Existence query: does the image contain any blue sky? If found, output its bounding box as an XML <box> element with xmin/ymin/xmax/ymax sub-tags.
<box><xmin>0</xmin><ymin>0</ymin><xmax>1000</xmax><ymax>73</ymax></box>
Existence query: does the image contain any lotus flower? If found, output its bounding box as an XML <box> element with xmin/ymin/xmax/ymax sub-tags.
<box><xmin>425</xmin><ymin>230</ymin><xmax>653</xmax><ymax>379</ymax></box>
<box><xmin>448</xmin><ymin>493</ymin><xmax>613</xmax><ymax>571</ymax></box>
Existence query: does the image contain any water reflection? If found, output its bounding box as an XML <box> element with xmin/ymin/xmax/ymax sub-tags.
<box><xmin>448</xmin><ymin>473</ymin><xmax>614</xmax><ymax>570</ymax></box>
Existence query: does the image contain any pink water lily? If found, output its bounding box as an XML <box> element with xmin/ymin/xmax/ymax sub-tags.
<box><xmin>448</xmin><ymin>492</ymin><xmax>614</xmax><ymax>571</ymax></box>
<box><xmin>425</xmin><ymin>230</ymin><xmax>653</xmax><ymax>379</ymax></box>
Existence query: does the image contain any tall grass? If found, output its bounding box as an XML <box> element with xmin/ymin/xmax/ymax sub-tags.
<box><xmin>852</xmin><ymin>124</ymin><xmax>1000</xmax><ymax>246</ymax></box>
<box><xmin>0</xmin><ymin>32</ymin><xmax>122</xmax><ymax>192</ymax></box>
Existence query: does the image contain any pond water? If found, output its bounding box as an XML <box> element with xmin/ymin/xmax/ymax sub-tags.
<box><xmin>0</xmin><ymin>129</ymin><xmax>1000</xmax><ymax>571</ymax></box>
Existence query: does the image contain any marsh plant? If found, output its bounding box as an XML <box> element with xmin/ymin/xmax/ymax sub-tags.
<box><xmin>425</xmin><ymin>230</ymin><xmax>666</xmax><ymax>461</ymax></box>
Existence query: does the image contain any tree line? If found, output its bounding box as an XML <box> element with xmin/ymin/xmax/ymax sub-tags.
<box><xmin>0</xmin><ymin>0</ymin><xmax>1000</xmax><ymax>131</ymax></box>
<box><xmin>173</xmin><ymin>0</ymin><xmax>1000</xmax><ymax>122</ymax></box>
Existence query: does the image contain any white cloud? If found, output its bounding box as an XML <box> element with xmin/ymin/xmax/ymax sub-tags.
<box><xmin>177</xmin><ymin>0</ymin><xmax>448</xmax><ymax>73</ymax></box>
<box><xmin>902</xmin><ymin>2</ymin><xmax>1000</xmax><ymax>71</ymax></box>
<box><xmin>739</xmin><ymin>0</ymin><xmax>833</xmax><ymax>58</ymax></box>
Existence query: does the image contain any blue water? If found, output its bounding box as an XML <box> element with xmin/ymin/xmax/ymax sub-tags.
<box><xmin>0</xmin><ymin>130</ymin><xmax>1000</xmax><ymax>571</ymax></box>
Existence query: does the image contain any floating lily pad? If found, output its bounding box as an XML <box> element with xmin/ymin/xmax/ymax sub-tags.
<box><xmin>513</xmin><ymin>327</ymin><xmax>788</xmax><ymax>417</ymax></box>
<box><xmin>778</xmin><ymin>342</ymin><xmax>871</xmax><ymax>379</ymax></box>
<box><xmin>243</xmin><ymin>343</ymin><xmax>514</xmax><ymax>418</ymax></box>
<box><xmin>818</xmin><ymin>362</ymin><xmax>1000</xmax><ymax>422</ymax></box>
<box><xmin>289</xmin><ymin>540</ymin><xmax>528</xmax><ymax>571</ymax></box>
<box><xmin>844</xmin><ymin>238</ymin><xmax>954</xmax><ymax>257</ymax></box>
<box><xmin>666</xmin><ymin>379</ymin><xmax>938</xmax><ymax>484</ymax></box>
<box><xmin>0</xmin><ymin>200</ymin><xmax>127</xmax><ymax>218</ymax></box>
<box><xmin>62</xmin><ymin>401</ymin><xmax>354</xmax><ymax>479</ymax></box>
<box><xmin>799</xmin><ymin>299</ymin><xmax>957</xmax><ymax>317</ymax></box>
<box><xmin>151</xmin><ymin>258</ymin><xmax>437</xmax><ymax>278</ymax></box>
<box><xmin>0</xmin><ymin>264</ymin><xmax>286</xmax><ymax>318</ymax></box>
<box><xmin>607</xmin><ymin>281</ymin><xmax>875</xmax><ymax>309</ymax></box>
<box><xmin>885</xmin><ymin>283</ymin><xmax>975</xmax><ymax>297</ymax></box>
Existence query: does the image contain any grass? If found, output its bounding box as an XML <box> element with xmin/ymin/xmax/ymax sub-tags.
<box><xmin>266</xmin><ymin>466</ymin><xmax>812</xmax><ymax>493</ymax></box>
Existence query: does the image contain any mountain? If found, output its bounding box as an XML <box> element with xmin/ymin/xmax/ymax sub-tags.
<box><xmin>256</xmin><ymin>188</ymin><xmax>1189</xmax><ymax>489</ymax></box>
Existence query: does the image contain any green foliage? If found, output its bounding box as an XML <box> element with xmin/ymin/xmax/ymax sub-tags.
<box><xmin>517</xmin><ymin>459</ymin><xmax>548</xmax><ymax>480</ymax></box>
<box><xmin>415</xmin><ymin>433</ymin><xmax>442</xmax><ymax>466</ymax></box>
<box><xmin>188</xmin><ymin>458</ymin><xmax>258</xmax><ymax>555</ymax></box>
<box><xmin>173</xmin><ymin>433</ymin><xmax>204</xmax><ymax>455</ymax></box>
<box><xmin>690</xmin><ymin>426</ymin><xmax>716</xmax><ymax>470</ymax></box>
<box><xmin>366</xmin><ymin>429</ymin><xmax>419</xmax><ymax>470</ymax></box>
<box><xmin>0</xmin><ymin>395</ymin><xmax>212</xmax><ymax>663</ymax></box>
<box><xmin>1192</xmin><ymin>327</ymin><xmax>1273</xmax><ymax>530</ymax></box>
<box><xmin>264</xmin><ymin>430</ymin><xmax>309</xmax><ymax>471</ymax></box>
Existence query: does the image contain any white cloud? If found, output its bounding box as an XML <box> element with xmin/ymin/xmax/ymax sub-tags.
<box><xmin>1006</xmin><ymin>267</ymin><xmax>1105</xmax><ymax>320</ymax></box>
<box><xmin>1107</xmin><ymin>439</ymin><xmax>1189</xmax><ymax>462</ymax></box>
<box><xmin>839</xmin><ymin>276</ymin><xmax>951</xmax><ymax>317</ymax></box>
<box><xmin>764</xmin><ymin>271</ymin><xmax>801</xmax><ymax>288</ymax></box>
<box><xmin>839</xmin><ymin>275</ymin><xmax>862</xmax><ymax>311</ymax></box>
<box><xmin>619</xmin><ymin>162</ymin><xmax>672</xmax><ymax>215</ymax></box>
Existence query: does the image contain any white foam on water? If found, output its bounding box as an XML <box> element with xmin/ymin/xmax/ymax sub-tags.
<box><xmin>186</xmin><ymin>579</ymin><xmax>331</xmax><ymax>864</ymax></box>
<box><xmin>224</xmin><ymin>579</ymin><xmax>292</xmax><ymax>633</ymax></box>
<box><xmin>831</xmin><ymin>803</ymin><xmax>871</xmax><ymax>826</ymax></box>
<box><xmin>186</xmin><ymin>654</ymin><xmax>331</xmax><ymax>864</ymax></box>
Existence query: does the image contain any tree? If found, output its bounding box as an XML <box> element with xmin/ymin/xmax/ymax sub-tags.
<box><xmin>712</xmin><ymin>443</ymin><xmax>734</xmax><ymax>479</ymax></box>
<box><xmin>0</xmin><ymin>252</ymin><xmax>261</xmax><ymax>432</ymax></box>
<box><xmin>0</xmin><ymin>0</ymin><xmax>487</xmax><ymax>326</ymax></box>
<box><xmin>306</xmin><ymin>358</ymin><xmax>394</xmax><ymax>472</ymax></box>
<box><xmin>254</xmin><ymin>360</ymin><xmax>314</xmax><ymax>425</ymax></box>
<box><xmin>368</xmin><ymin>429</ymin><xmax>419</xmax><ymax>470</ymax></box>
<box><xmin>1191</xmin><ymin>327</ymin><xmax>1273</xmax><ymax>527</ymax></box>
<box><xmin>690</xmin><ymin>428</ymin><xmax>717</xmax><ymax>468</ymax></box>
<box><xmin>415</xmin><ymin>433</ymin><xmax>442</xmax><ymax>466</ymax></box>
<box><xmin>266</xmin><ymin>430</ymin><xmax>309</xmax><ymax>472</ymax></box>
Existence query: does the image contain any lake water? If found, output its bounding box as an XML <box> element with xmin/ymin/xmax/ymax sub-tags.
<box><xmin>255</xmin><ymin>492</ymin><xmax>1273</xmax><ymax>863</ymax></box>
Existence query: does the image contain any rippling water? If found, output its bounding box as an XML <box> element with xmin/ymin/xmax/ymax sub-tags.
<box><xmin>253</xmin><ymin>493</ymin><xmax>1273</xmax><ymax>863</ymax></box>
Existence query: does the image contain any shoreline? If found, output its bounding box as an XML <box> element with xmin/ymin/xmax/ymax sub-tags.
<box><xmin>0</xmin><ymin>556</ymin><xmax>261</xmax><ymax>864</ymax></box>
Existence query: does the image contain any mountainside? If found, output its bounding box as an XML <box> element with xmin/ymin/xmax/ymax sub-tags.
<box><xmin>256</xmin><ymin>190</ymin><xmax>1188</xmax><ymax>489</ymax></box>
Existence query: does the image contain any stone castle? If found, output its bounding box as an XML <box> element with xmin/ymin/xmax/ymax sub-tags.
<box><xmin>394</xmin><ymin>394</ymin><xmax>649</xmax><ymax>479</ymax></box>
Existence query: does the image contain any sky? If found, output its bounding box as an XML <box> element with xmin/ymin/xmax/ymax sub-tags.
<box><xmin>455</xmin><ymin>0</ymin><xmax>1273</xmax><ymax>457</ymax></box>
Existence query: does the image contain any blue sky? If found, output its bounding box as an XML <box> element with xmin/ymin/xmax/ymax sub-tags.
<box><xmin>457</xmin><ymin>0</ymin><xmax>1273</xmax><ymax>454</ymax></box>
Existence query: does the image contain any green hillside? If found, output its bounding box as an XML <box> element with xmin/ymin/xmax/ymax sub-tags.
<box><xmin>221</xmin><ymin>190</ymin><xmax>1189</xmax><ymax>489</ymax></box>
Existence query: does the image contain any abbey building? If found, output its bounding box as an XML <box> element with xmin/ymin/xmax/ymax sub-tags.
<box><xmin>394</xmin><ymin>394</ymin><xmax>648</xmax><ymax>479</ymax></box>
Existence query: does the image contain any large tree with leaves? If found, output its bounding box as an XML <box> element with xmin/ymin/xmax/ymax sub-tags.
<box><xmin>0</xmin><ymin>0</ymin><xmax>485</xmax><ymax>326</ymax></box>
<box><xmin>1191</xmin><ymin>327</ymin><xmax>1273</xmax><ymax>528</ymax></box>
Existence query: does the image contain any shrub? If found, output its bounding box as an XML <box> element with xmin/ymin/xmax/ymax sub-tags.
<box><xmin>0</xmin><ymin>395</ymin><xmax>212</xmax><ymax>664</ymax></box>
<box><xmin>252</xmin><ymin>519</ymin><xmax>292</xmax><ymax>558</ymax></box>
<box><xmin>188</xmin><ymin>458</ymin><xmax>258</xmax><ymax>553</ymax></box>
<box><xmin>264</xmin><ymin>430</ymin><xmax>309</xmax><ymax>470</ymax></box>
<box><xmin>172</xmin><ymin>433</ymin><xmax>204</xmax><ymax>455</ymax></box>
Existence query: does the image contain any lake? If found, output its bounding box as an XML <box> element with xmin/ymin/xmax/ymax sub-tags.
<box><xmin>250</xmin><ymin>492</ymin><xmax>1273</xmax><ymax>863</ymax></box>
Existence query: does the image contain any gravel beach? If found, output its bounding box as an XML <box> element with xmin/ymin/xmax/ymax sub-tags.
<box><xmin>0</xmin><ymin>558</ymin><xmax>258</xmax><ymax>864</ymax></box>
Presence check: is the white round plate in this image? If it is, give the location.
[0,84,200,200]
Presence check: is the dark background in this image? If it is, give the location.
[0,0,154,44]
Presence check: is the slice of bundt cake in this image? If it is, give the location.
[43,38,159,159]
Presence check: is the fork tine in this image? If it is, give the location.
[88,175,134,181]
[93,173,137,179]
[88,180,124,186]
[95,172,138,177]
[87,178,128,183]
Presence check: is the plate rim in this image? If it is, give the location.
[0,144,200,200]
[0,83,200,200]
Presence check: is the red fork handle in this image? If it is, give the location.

#### The request:
Echo the data, beginning at the line containing "Presence check: is the white" and stopping after the line containing "[43,38,159,159]".

#### Solution for this exercise:
Presence check: is the white round plate in this image? If it is, give the location.
[0,84,200,200]
Presence check: is the dark background in this image? If it is, give the location.
[0,0,154,44]
Presence check: is the slice of bundt cake in this image? If it is, give the location.
[43,38,159,159]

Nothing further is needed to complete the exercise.